EXERCISE DIRECTIONS - Your task is to copy every line of this material exactly.

▼

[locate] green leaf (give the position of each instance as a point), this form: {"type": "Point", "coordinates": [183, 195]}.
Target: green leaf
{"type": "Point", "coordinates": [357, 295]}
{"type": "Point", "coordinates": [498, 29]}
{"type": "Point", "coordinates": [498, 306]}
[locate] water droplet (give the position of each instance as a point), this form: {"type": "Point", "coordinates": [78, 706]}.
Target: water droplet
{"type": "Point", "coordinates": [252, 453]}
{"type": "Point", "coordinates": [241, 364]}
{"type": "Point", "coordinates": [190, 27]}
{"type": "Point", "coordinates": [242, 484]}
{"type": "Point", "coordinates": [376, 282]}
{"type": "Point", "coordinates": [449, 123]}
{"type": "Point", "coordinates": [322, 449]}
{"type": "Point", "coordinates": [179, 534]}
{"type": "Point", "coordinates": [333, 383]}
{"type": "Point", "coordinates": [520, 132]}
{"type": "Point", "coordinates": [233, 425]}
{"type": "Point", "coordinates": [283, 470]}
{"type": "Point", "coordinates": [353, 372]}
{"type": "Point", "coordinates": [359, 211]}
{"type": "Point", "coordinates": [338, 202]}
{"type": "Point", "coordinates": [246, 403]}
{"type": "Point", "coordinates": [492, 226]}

▲

EXERCISE RESULT -
[locate] green leaf (give the position of each instance as a point), this form: {"type": "Point", "coordinates": [183, 195]}.
Target: green leaf
{"type": "Point", "coordinates": [357, 295]}
{"type": "Point", "coordinates": [498, 29]}
{"type": "Point", "coordinates": [498, 306]}
[locate] water droplet (give the position of each instance as a point), this form: {"type": "Point", "coordinates": [78, 706]}.
Target: water droplet
{"type": "Point", "coordinates": [252, 453]}
{"type": "Point", "coordinates": [241, 364]}
{"type": "Point", "coordinates": [190, 27]}
{"type": "Point", "coordinates": [242, 484]}
{"type": "Point", "coordinates": [376, 282]}
{"type": "Point", "coordinates": [449, 123]}
{"type": "Point", "coordinates": [322, 449]}
{"type": "Point", "coordinates": [179, 534]}
{"type": "Point", "coordinates": [333, 383]}
{"type": "Point", "coordinates": [520, 132]}
{"type": "Point", "coordinates": [233, 425]}
{"type": "Point", "coordinates": [283, 470]}
{"type": "Point", "coordinates": [353, 372]}
{"type": "Point", "coordinates": [359, 211]}
{"type": "Point", "coordinates": [338, 202]}
{"type": "Point", "coordinates": [246, 403]}
{"type": "Point", "coordinates": [492, 226]}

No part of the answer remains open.